_ARTICLE_

—————

Such a naïve Stalin. No. Stalin saw through it all. Stalin trusted Hitler? He didn’t trust even his own people. And there were reasons for that. Hitler fooled Stalin? As a result of such deception, Hitler had to poison himself, and Stalin became the head of half the world!13

As to the question who was more severe, Lenin or Stalin, Molotov’s answer is simple. “Lenin, of course. I recall how he reproached Stalin for his softness. ‘What kind of dictatorship do we have? We have a milk-and-honey power, and not a dictatorship… What could be more concrete? Shot on the spot and that’s that.’ It was outside the law but we had to do it. It was a dictatorship, a super dictatorship.”

Consider this interaction. Hitler: “I’m sure history will remember Stalin’s name forever.” Molotov: “I don’t doubt it.” Hitler: “So we, Stalin and I, should meet. For I hope history will remember me too.” Molotov gives us a revealing glimpse into the mind of Stalin. In February 1923 Lenin took a turn for the worst, and he asked Stalin to bring him some poison. Stalin refused to administer the poison even though he had promised. “Even if you insist, I cannot do it”, Stalin said.

Remember Hitler giving capsules of poison to his secretaries as farewell gift. The eternal recurrence of tyrants and poison. Like Hitler, Stalin also stands in opposition to all free intellectual values. He can use only the morbid-evil mind as the normative mind, he takes side of everything base, he declares a war on man, against the supremacy of the human spirit. Because terror belongs to the essence of Stalin, every enlightened, honest, human road to knowledge has to be repudiated by the Party as a forbidden road. With Stalin in power there commences a mortal hostility to all integrity, to all loftiness of soul, to discipline of spirit, to all open- hearted and benevolent humanity.

I draw the comparison of Hitler and Stalin in the use of poison not for its shock value. It draws attention to their lying for the sake of lying, to cruelty for the sake of cruelty, to their inability to look straight and act straight. Both are tyrants because they are evil: their instinct demands that truth shall not come into its own at any point. There are days when I am haunted by a feeling blacker than the blackest melancholy – Stalin’s contempt of Bukharin, a friend turned adversary.

In prison, awaiting death, Bukharin writes a very secret, personal letter to Stalin (10 December 1937):

I am writing for your personal information. I cannot leave this life without writing to you these last lines because I am in the grip of torments which you should know about… At the plenum I spoke the truth and nothing but the truth, but no one believed me… There is something great and bold about the political idea of a general purge. When I was hallucinating, I saw you several times and once I saw Nadezhda Sergeevna [Stalin’s late wife]. She approached me and said: “What have they done with you, Nikolai Ivanovich? I’ll tell Iosif [Stalin] to bail you out… Oh, Lord, if only there were some device which would have made it possible for you to see my soul flayed and ripped open! If only you could see how I am attached to you, body and soul…”

—————

_MATERIAL SUPPLIED_
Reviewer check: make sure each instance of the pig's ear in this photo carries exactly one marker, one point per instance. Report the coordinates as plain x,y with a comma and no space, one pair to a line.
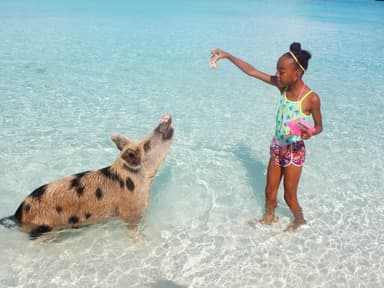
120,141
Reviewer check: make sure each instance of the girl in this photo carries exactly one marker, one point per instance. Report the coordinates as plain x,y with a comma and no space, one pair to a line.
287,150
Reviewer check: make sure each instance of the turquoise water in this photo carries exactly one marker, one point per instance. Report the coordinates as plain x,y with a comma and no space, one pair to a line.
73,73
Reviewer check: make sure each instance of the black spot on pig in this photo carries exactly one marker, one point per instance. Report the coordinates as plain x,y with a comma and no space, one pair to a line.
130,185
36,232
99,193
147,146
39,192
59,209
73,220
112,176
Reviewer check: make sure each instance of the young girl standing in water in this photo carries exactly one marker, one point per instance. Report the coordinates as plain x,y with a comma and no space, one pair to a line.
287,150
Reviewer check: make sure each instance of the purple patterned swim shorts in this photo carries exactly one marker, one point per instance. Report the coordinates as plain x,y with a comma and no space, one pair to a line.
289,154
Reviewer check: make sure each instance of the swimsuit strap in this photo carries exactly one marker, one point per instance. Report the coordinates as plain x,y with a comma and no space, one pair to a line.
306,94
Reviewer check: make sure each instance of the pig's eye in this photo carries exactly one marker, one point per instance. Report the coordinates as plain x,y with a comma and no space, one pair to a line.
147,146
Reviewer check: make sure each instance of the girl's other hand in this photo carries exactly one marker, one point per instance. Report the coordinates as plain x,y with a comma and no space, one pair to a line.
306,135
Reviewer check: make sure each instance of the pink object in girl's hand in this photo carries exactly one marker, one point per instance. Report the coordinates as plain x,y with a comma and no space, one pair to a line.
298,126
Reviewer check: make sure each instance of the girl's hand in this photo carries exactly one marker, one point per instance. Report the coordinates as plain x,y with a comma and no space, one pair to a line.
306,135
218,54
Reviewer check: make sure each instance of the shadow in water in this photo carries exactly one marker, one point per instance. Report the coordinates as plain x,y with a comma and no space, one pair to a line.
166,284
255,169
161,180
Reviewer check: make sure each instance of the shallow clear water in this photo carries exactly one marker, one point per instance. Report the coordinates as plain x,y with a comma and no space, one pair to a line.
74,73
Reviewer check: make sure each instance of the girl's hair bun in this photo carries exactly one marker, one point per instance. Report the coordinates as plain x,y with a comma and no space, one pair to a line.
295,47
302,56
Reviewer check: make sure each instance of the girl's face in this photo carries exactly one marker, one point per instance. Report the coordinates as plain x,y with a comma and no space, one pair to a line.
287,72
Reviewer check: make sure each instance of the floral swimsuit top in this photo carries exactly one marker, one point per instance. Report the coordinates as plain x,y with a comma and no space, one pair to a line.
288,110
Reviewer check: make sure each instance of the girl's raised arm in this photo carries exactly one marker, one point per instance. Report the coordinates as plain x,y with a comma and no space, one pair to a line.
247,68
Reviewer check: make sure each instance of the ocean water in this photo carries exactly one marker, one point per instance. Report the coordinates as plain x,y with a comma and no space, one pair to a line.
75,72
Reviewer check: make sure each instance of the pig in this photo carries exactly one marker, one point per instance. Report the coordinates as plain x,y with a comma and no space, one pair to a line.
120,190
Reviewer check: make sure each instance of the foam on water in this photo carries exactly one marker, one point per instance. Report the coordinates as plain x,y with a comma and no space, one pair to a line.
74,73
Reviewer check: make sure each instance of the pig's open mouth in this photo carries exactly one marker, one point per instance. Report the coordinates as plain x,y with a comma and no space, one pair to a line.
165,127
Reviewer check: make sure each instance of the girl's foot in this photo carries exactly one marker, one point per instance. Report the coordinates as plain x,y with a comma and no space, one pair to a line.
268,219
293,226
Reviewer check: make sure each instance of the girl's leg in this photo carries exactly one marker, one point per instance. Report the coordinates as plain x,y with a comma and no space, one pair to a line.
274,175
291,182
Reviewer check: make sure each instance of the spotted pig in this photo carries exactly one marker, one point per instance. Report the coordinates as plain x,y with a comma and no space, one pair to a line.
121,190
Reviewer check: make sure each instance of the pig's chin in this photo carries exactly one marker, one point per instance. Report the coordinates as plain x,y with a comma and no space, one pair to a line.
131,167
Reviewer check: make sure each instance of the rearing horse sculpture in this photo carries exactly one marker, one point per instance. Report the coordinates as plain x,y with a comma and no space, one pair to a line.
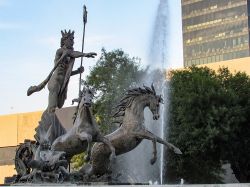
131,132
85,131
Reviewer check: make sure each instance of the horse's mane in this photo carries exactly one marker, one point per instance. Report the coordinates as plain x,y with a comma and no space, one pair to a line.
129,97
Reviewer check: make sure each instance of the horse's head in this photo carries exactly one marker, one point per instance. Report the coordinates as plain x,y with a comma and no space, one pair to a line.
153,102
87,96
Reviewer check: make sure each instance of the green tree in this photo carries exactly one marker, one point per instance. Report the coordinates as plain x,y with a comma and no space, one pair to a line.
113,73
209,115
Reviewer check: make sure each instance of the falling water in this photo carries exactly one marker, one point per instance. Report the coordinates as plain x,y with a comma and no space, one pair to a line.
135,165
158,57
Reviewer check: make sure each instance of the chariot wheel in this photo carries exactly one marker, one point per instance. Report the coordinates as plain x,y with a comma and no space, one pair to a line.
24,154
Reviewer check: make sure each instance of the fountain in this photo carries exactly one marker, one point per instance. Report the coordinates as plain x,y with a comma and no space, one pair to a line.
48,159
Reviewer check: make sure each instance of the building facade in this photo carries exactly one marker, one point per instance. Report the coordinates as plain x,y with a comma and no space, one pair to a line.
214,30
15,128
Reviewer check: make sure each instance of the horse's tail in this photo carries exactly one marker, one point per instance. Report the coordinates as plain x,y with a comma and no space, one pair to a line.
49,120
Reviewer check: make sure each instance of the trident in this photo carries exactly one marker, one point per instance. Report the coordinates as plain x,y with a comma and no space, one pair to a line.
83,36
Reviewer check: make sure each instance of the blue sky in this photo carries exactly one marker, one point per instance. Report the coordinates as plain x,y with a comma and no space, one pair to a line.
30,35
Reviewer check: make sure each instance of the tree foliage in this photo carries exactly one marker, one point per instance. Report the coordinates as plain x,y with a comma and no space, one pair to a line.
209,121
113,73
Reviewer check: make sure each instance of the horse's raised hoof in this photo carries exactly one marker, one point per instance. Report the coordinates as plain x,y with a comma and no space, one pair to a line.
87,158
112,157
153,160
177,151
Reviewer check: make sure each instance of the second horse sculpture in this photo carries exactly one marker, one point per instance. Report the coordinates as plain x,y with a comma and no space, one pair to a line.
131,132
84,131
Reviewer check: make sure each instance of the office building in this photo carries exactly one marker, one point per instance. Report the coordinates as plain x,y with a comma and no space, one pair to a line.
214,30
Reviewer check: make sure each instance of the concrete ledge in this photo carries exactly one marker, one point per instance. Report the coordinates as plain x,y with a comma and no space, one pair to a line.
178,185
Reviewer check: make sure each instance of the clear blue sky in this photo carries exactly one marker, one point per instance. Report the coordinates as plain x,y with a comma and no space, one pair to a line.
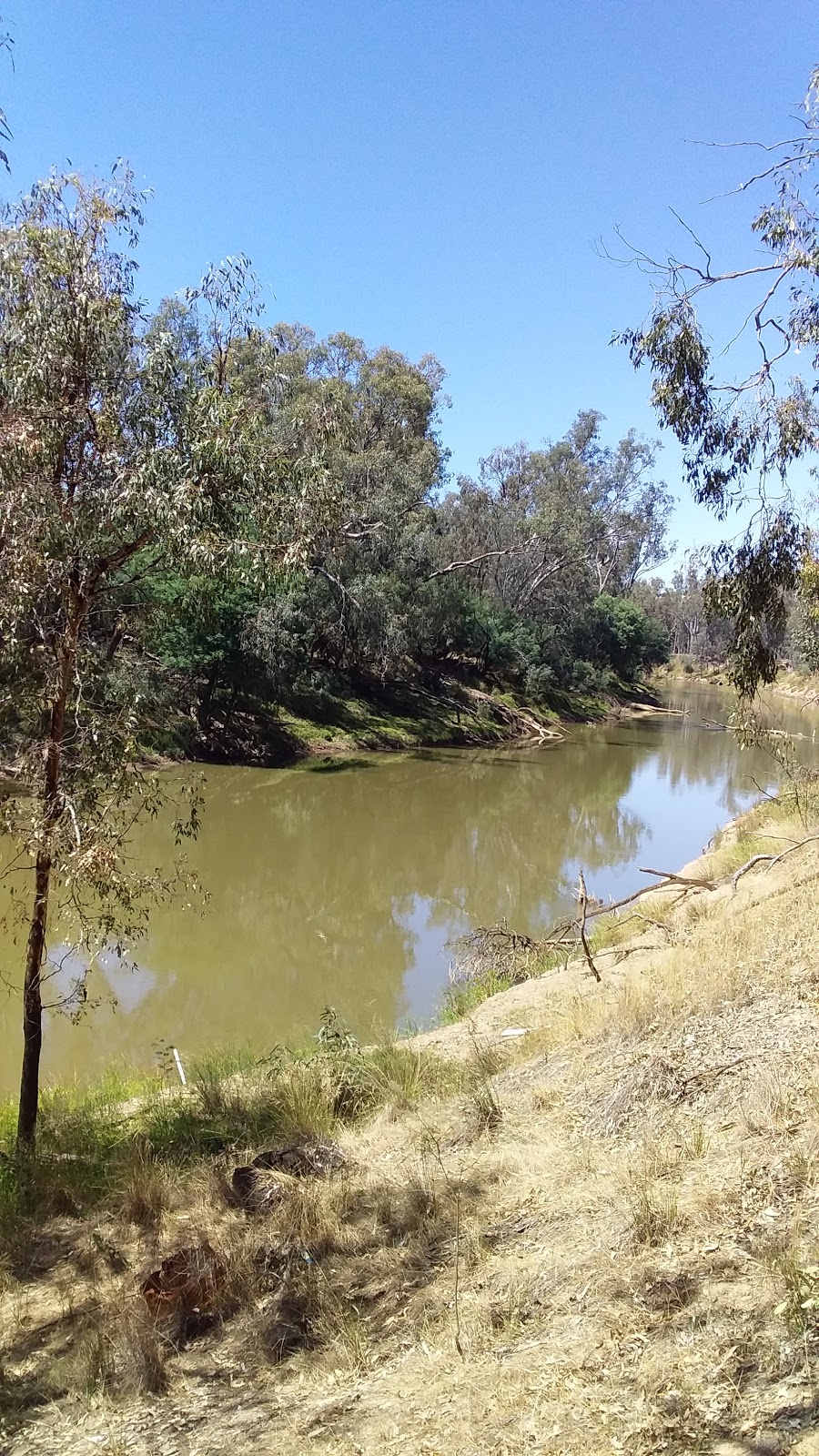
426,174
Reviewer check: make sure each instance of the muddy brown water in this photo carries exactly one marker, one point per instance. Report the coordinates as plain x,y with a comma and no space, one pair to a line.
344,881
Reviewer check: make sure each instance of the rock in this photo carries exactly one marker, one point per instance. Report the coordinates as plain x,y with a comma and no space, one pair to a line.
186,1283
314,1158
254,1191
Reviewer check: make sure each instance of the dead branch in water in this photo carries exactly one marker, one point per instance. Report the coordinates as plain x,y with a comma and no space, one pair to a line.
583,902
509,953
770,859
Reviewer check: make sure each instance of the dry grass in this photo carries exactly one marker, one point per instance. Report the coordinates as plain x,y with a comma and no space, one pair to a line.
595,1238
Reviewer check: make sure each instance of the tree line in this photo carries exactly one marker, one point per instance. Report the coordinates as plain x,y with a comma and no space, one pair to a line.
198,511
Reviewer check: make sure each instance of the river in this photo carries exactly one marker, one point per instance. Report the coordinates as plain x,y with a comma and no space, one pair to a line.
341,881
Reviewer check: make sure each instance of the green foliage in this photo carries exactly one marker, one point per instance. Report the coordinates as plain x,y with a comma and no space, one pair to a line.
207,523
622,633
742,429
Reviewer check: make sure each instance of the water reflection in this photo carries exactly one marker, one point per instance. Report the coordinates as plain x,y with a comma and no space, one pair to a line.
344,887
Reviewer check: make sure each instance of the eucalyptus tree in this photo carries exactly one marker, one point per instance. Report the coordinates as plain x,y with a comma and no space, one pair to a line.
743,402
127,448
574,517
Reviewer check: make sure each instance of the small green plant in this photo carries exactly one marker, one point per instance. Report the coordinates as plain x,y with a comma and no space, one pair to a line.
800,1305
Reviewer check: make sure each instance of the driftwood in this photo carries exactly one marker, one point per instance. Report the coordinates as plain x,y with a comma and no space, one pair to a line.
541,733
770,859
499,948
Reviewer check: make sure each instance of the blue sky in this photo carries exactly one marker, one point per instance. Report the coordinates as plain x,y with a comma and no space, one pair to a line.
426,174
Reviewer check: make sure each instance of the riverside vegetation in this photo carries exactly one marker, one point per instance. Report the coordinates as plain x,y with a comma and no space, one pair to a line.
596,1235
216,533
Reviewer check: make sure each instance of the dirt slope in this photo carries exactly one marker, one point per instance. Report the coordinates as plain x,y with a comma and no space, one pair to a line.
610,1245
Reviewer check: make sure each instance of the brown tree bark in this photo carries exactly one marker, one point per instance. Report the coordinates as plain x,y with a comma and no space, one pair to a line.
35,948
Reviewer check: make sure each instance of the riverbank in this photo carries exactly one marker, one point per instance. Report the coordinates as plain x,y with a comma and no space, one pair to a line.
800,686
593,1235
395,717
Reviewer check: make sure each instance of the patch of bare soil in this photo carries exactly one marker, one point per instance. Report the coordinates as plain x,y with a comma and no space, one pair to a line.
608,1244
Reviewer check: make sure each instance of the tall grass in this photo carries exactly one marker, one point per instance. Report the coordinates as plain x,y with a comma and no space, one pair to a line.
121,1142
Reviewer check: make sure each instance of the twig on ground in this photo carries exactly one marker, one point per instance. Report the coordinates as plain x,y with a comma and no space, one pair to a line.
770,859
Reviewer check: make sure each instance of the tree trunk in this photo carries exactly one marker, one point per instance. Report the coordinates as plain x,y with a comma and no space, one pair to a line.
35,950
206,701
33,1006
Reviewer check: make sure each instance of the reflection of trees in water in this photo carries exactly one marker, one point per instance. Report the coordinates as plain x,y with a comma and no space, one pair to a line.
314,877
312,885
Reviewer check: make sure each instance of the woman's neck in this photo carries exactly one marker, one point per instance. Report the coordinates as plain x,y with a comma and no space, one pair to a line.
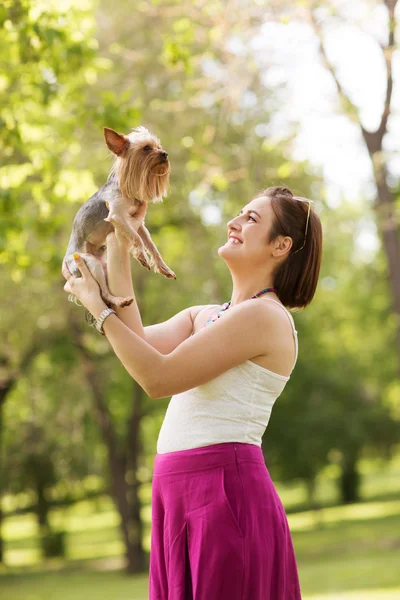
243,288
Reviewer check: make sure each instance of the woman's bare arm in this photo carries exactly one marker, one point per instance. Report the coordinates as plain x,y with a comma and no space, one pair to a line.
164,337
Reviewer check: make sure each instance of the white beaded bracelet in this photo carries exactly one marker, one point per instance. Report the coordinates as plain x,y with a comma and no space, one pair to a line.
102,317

—————

_WRITTEN PROBLEM A_
From the essay on Stalin and Hitler, list each thing that Stalin's rule is said to bring a mortal hostility to.
_WRITTEN PROBLEM B_
Gather every line of the entries that contains the word "raised". Case counts.

_COMPLETE OUTPUT A_
integrity
loftiness of soul
discipline of spirit
open-hearted and benevolent humanity

_COMPLETE OUTPUT B_
Reviewer check: make sure each instance of the girl's raised arm in this photo carries exactly one marker, one point per instance. Report the coordinates as plain x,y with a comma and no space, one pair to a line.
Reviewer check: make sure each instance of the horse's raised hoof in this photo carries exactly one marker, one point per instance. Report the coordinates as plain x,y with a comma and no space, one pair to a line.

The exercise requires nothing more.